• **BRIEF**
Will you give the material below again, every line exactly as it is?

• **Object position labeling entries**
* BEGIN *

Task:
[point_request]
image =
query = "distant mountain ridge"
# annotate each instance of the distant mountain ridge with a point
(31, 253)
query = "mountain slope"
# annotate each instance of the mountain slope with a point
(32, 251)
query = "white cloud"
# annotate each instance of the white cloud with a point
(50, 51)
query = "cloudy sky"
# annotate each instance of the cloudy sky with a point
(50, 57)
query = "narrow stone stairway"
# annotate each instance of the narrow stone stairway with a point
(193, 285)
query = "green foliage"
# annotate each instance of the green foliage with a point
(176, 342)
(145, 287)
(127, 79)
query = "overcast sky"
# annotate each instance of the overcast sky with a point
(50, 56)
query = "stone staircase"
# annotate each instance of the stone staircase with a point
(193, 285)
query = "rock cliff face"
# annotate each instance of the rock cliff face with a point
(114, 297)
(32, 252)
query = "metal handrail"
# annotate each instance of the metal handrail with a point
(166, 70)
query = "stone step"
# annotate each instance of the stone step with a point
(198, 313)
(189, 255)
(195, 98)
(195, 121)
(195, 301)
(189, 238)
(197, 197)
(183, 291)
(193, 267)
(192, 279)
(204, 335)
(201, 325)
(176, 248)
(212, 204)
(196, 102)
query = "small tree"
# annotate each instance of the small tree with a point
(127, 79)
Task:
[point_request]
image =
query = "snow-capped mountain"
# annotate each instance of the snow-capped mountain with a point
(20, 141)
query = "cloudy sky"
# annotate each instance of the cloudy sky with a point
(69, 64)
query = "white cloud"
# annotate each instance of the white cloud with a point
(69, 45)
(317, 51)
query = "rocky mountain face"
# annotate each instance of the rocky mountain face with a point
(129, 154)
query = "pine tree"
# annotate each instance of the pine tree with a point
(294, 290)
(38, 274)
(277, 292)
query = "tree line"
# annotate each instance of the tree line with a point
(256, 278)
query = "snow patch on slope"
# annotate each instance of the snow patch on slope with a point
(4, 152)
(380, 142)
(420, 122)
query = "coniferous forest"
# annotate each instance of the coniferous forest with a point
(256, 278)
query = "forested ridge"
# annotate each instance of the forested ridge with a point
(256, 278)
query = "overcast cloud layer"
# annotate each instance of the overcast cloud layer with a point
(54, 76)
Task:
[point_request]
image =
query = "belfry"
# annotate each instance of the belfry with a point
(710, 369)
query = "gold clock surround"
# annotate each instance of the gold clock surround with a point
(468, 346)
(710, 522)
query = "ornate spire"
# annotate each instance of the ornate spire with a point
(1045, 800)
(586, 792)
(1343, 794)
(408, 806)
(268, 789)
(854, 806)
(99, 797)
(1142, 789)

* END *

• **THE OUTPUT**
Task:
[point_request]
image =
query = "distant mountain ridge"
# annotate each instance of the distant mountain ridge with a point
(31, 253)
query = "mountain slope"
# annotate each instance of the mountain slope with a point
(32, 251)
query = "white cloud"
# annotate each instance of the white cloud with a point
(50, 51)
query = "cloudy sky"
# annotate each instance of the cloudy sky with a point
(50, 57)
query = "narrow stone stairway"
# annotate each instance of the narrow stone stairway with a point
(193, 285)
query = "green foliage"
# annotate each instance of the green foliage with a point
(176, 342)
(145, 287)
(127, 79)
query = "overcast sky"
# annotate each instance of the overcast sky with a point
(50, 56)
query = "stone staircase"
# annotate each instance of the stone staircase with a point
(193, 285)
query = "rock cliff face"
# annotate each instance of the rock cliff face with a point
(114, 297)
(32, 252)
query = "metal handrail"
# annotate each instance of the metal handrail with a point
(166, 70)
query = "stone step"
# annotate each instance of the stone step with a point
(198, 313)
(189, 255)
(195, 98)
(195, 121)
(195, 301)
(189, 238)
(197, 197)
(183, 291)
(193, 267)
(192, 279)
(204, 335)
(201, 325)
(176, 248)
(212, 204)
(196, 102)
query = "small tree"
# annotate each instance of the small tree with a point
(127, 79)
Task:
[point_request]
image =
query = "snow-capped mountain"
# annotate each instance of the snow-capped mountain with a point
(20, 141)
query = "cloudy sky"
# annotate each instance of the cloudy sky with a point
(69, 64)
query = "white cloud"
# annotate each instance of the white cloud with a point
(69, 45)
(317, 51)
query = "rocky mountain face"
# annotate each instance of the rocky mountain face with a point
(129, 154)
query = "pine tree"
# annotate each instance of the pine tree with a point
(294, 290)
(38, 274)
(277, 292)
query = "tree line"
# annotate each instance of the tree line with a point
(256, 278)
query = "snow patch on slope"
# annotate each instance of the snow patch on slope with a point
(4, 152)
(380, 142)
(420, 122)
query = "coniferous forest"
# annotate each instance of the coniferous forest with a point
(256, 278)
query = "forested ridge"
# annotate each instance of the forested ridge with a point
(256, 278)
query = "overcast cloud layer"
# annotate each instance of the overcast cloud layer with a point
(54, 76)
Task:
[point_request]
image =
query = "belfry"
# annotate each instance of the belfry with a point
(710, 369)
query = "gold clock surround"
# annotate each instance of the gold clock surround with a point
(468, 346)
(710, 522)
query = "ornate spire"
# annotate each instance of the ornate spire with a point
(1045, 800)
(586, 792)
(1343, 794)
(408, 806)
(268, 789)
(854, 806)
(99, 797)
(1142, 789)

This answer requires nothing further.